SCHWEIZERISCHES FAMILIENBUCH
ALMANACH DES FAMILLES SUISSEES
1963, IV. Band
Bearbeiter und Herausgeber
J. P. Zwicky von Gauen
Evangelisch-reformiert. - Gotteshausleutefamilie
und Lehenträger der Benediktinerabtei Rheinau und später Bauern und
Handwerkerfamilie der zürcherischen Vogtei Andelfingen. - Urkundlich
nachgewiesen seit 1348, bzw. 1358.
Wappen:
A. Nach einer Ofenkachel im Schweizerischen Landesmuseum (JN 72/HA 490) von
1946: In Blau auf grünem Dreiberg ein goldenes Weberschiffchen.
B. Nach einer 1867 im Gemeindehaus Kleinandelfingen angebrachten Wappenscheibe:
Geviert: In Silber ein wachsender, schwarz gekleideter Mann, in der linken Hand
einen schwarzen Stab haltend; 2 und 3: In Rot zwei goldene fünfstrahlige Sterne;
4: In Silber ein steigender roter Löwe.

Gemeinde Kleinandelfingen ZH (altes Wappen)
Geschichtliches:
Die Eigenheer von
Kleinandelfingen lassen sich mit ihrem Güterbesitz durch die
Urbare
des Klosters Rheinau bis zum Jahre 1358 zurück verfolgen. Das Geschlecht ist
autochthon
und leitet seinen Namen von der im Andelfinger Gemeindebann gelegenen Rheinauer
Hube am oder im Eigen ab, welche als «mansus an dem Aigen» schon 1358 im
ältesten Rheinauer
Urbar
bezeugt ist
{1}
und welche nach dem Grundzinsenverzeichnis von 1464
{2}
ausser dem Kehlhof die grösste Gütereinheit von Andelfingen war. Der Name
Eigenheer (früher Aigenher, Aigenherr, Eigenher, Eigenherr, Eygenher sowie auch
Eiginer {3})

__________________________________________________

- ZU ERLEDIGENDE AUFGABEN
(1) Beantworte zum Eintrag über die Familie Eigenheer folgende Fragen:
(a) Was steht laut Wappen A auf dem grünen Dreiberg?
(b) Wo wurde die Wappenscheibe von Wappen B im Jahr 1867 angebracht?
(c) Welche Gütereinheit von Andelfingen war laut dem Grundzinsenverzeichnis von 1464 noch grösser als die Rheinauer Hube am Eigen?
(2) Übertrage den Teil der Auflistung ab der Zeile mit „Exercise. Point out the woman's bare“ bis zum Ende der Auflistung, beide Enden eingeschlossen, in eine zweispaltige CSV mit den Spalten anfrage und antwort. Lege für jede Anfrage eine Zeile an, setze Text und Antwort jeweils in ein Feld in Anführungszeichen und ersetze Zeilenumbrüche durch Leerzeichen.

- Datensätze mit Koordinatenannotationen
__________________________________________________

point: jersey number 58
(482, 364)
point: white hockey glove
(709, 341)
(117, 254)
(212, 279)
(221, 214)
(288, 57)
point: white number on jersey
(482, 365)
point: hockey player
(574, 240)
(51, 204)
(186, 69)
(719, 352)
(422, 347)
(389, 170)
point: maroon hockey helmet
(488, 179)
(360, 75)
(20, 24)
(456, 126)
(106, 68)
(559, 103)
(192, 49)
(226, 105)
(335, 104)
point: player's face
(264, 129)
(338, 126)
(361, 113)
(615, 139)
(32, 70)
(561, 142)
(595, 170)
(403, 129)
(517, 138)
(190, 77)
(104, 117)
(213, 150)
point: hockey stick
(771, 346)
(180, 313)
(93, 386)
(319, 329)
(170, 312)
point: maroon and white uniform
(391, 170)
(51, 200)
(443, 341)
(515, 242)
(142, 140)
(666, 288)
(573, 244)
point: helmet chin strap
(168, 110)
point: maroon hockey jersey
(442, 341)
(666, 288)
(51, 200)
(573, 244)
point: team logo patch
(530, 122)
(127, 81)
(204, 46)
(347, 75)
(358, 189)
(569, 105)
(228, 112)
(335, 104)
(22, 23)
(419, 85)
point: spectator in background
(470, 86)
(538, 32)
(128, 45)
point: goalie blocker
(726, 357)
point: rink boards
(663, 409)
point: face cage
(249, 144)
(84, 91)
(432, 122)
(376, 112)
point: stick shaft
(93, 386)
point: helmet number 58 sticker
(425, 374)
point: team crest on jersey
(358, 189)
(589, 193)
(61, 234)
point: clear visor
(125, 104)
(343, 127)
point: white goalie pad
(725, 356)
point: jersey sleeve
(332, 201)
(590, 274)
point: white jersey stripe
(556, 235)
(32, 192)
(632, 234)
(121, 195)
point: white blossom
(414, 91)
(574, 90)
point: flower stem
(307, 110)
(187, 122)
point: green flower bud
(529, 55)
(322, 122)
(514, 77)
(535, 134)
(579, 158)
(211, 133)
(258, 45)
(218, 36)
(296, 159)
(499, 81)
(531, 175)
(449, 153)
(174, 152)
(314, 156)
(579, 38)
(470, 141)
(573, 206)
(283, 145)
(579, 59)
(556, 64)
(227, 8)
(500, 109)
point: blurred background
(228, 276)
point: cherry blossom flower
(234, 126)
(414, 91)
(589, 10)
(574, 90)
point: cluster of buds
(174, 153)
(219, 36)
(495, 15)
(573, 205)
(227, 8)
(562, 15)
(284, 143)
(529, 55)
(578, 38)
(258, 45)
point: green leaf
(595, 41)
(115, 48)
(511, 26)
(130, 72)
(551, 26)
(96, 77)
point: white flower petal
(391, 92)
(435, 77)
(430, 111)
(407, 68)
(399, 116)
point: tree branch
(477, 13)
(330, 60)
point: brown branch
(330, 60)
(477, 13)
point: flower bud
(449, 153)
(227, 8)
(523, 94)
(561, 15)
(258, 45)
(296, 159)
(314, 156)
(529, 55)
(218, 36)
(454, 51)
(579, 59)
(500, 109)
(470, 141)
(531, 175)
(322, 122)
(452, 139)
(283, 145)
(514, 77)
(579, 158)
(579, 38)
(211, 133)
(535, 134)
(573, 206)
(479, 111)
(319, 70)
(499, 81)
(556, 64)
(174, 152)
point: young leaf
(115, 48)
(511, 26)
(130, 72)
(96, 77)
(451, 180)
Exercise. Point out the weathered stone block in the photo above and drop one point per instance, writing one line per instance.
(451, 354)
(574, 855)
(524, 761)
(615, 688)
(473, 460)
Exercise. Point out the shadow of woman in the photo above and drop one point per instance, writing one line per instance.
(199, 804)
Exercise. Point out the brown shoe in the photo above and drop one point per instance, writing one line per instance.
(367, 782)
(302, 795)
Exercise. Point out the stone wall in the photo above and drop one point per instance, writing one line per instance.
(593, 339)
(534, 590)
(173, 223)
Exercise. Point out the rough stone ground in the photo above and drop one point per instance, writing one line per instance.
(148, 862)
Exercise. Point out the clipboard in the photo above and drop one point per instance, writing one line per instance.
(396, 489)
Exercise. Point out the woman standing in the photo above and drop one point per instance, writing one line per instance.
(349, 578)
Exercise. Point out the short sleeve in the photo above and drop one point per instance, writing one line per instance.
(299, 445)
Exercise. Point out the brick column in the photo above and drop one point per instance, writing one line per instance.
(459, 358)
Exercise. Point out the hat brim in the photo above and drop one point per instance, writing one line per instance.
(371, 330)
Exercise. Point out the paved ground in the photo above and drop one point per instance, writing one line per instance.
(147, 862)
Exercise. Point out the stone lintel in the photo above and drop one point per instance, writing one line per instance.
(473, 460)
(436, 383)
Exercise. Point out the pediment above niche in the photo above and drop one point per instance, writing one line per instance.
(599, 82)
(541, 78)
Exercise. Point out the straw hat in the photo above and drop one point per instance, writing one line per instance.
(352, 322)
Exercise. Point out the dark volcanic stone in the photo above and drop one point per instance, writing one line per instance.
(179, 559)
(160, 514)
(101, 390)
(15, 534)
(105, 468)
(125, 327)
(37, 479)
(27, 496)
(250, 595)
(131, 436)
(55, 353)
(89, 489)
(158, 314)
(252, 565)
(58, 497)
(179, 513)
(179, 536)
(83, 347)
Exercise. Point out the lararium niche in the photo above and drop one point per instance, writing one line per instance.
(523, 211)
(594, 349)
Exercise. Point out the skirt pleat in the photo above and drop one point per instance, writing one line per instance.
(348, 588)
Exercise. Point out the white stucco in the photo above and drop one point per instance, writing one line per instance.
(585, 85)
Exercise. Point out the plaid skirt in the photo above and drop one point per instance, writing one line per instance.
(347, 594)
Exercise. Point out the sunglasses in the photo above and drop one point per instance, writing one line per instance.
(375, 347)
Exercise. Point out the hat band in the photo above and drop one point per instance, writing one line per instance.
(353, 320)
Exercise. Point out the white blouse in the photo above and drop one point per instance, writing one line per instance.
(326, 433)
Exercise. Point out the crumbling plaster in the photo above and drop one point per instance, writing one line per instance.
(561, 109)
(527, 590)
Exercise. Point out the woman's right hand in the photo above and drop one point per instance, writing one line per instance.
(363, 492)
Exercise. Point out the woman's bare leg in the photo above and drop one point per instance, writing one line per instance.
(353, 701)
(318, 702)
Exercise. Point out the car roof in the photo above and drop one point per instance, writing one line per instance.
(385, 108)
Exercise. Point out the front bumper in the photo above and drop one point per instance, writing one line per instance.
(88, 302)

__________________________________________________

- LÖSUNGEN FOLGEN
(1)
(a) Ein goldenes Weberschiffchen.
(b) Im Gemeindehaus Kleinandelfingen.
(c) Der Kehlhof.

(2)
anfrage,antwort
"Exercise. Point out the woman's bare leg in the photo above and drop one point per instance, writing one line per instance.","(353, 701) (318, 702)"
"Exercise. Point out the car roof in the photo above and drop one point per instance, writing one line per instance.","(385, 108)"
"Exercise. Point out the front bumper in the photo above and drop one point per instance, writing one line per instance.","(88, 302)"